ABOUT THIS TASK: From the first line of the material through the line containing "box: [0, 82, 14, 94]", restate everything word for word and nothing more.

MATERIAL FOR THIS TASK:
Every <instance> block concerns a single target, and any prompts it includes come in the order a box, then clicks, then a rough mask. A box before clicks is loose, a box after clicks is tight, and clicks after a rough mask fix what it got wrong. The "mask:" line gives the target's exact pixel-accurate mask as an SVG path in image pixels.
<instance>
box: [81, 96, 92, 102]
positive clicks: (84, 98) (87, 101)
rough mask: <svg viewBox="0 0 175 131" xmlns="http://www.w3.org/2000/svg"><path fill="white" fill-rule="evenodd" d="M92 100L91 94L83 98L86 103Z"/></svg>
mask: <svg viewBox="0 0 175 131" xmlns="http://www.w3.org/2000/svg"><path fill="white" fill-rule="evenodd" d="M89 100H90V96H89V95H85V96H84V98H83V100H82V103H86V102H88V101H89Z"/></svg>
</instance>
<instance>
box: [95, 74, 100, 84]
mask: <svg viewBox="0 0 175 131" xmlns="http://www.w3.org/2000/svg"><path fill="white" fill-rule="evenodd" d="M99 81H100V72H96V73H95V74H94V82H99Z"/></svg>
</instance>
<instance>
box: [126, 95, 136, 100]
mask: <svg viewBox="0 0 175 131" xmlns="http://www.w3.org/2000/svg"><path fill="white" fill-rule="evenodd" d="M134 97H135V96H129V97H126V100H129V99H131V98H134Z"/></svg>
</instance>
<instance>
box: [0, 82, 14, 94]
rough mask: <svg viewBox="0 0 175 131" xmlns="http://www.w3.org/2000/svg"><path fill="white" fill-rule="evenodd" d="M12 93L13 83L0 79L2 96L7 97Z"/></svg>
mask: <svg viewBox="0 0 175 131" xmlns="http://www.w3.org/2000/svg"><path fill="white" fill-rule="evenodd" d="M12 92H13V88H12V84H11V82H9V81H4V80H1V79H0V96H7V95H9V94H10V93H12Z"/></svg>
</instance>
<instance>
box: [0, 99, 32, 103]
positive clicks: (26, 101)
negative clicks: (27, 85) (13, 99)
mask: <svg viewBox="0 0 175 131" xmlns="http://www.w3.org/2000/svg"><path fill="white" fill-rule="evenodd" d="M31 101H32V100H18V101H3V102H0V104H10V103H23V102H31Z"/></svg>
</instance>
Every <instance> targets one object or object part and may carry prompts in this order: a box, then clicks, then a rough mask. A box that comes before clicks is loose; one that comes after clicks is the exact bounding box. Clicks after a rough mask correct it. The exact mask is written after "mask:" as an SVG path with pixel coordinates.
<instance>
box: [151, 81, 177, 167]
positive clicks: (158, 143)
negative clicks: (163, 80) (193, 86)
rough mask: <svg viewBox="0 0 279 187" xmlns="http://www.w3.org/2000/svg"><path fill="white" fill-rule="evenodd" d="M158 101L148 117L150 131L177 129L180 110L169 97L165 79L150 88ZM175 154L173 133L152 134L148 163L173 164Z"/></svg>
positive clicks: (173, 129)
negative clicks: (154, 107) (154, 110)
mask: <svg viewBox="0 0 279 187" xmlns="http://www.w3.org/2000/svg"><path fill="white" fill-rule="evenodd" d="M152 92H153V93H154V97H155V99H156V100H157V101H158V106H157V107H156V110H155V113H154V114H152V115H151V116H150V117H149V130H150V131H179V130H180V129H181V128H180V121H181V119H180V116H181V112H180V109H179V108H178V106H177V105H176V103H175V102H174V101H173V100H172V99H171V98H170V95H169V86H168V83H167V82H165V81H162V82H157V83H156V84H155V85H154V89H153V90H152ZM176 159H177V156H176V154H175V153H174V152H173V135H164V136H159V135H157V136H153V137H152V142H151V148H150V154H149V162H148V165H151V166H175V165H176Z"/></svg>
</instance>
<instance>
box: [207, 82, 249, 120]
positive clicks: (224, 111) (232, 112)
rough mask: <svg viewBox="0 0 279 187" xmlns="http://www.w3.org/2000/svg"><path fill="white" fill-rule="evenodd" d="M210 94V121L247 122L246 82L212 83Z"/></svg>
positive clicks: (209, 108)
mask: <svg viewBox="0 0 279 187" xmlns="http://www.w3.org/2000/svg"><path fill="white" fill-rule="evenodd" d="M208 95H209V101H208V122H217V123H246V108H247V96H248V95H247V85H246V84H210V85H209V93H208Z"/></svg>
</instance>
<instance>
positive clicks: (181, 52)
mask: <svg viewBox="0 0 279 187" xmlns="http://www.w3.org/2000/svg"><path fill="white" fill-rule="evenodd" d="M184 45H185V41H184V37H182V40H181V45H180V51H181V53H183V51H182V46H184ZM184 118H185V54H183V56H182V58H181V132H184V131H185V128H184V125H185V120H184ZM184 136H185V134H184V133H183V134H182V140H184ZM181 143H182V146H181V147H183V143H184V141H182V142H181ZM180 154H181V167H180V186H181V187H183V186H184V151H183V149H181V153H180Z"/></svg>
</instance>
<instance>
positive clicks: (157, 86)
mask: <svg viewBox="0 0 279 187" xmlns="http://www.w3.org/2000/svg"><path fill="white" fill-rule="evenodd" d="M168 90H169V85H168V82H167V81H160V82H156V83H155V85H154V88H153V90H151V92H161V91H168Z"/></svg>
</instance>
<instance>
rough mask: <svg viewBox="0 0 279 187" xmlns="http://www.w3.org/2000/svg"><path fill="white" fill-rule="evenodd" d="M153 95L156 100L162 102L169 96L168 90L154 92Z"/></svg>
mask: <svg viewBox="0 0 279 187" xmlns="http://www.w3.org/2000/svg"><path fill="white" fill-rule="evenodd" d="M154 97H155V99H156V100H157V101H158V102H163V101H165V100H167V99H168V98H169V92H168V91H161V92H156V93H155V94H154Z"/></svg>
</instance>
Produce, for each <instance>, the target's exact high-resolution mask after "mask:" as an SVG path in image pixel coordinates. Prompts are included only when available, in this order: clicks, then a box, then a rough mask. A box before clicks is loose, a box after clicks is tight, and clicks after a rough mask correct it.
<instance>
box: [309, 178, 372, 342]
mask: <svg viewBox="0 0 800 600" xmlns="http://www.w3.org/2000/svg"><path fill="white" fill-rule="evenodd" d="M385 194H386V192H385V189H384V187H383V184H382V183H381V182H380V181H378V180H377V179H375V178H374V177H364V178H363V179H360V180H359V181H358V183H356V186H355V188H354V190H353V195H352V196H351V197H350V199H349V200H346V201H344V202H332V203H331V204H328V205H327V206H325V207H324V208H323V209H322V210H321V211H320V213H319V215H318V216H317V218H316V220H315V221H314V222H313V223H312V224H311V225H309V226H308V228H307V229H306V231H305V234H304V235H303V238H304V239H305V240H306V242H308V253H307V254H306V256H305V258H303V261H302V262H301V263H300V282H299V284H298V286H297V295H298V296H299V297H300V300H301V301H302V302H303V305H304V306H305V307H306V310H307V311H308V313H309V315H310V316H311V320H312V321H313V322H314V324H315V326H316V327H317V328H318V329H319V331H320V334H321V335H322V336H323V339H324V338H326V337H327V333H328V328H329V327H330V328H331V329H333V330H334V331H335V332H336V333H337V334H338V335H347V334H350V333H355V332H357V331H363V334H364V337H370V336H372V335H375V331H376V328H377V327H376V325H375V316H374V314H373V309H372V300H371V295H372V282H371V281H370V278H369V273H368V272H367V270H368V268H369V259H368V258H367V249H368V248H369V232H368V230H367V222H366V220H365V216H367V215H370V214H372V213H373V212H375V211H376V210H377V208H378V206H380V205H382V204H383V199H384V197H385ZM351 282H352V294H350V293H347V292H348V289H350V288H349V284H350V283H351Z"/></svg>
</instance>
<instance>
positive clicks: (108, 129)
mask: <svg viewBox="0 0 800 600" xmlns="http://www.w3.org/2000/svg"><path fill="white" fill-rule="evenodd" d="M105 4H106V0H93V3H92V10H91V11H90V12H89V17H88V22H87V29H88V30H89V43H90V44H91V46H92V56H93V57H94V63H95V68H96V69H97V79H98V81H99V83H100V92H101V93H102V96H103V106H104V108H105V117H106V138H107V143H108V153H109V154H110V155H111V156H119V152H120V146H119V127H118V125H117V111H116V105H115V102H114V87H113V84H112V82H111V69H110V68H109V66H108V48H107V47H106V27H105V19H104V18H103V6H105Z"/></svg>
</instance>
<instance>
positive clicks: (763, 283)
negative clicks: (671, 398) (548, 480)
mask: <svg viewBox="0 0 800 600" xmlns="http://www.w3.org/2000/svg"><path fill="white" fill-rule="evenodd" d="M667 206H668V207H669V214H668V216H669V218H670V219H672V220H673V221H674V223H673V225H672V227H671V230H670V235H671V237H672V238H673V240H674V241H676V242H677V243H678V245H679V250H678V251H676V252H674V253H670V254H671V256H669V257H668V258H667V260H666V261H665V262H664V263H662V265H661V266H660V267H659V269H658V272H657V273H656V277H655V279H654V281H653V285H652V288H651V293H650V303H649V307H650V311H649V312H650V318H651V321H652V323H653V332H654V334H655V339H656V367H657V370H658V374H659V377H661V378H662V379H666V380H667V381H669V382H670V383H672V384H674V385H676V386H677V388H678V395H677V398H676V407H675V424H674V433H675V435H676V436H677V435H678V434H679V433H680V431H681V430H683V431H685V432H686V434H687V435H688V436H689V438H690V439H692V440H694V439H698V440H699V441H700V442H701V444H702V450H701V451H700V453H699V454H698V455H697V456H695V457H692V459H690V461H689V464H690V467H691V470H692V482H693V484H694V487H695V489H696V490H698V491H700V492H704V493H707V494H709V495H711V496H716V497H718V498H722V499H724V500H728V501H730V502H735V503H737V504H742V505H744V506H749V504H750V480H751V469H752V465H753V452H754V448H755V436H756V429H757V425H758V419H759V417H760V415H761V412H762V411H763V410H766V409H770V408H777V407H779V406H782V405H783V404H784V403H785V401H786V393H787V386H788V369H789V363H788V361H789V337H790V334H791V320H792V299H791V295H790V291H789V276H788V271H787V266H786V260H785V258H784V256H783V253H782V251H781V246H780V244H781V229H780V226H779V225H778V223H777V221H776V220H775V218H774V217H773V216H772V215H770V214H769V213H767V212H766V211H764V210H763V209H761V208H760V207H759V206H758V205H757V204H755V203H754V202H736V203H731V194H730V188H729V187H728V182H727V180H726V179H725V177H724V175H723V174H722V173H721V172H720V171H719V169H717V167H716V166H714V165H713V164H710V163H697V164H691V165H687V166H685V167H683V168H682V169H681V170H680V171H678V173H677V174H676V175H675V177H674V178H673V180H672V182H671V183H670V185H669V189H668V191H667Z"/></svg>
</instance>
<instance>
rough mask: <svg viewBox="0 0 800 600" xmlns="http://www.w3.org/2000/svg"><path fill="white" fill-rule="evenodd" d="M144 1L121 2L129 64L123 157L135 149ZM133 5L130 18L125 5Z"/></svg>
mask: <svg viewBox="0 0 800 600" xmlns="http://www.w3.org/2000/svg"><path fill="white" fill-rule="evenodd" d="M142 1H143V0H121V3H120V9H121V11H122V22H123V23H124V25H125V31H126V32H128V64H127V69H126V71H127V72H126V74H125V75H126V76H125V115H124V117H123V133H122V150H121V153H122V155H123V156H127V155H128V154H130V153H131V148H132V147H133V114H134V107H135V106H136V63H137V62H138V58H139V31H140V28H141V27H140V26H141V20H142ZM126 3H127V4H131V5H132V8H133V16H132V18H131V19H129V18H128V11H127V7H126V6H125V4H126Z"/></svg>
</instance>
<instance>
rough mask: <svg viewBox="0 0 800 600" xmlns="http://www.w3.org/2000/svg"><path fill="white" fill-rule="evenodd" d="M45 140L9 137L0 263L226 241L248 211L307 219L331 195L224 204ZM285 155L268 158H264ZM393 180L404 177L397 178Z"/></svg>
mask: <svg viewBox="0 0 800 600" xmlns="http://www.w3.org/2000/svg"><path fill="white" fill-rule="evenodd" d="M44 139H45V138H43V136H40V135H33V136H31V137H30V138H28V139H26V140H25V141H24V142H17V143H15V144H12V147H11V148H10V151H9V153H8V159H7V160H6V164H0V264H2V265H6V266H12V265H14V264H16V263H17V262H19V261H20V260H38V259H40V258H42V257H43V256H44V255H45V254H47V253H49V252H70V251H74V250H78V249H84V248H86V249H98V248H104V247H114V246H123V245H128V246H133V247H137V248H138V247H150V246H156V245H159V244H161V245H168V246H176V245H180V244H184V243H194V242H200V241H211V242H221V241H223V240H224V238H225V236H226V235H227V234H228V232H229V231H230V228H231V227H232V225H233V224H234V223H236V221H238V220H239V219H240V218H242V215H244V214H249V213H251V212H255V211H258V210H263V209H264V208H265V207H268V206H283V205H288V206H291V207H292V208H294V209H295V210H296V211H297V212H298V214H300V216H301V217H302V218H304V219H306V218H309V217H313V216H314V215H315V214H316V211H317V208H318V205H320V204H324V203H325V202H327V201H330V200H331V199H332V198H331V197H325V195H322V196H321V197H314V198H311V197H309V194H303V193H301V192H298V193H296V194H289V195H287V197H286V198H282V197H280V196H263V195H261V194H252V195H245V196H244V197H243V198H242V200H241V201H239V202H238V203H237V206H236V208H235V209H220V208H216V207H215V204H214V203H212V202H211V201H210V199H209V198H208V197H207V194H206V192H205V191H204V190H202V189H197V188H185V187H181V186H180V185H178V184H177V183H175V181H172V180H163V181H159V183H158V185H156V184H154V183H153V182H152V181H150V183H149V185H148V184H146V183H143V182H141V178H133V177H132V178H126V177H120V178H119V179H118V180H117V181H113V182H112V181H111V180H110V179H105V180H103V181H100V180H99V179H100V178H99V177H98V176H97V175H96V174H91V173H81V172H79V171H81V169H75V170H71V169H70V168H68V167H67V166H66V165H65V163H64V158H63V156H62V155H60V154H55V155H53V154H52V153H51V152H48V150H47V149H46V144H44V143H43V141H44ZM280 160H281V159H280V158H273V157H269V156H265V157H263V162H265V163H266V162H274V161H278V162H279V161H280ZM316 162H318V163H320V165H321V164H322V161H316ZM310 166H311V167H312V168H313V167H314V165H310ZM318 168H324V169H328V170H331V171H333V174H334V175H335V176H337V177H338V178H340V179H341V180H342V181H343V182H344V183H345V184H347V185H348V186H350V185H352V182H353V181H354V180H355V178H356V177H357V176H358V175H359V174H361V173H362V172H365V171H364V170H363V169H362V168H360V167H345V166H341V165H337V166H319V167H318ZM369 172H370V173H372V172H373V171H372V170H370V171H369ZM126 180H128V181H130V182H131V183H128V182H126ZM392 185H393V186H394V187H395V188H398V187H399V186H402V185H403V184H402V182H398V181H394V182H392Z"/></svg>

WRITTEN RESPONSE:
Every <instance> block concerns a single target, and any prompts it includes come in the order a box, then clicks, then a rough mask. A box before clicks is loose, a box after clicks is tight, and clicks after a rough mask fix what it got wrong. The "mask:" line gives the target's exact pixel-accurate mask as an SVG path in image pixels.
<instance>
box: [81, 96, 92, 102]
positive clicks: (84, 98) (87, 101)
rough mask: <svg viewBox="0 0 175 131" xmlns="http://www.w3.org/2000/svg"><path fill="white" fill-rule="evenodd" d="M92 100L91 94L83 98L86 103Z"/></svg>
mask: <svg viewBox="0 0 175 131" xmlns="http://www.w3.org/2000/svg"><path fill="white" fill-rule="evenodd" d="M89 100H90V96H89V95H85V96H84V98H83V100H82V103H86V102H88V101H89Z"/></svg>
</instance>
<instance>
box: [95, 74, 100, 84]
mask: <svg viewBox="0 0 175 131" xmlns="http://www.w3.org/2000/svg"><path fill="white" fill-rule="evenodd" d="M99 81H100V72H96V73H95V74H94V82H99Z"/></svg>
</instance>
<instance>
box: [126, 95, 136, 100]
mask: <svg viewBox="0 0 175 131" xmlns="http://www.w3.org/2000/svg"><path fill="white" fill-rule="evenodd" d="M134 97H135V96H129V97H126V100H129V99H131V98H134Z"/></svg>
</instance>
<instance>
box: [0, 82, 14, 94]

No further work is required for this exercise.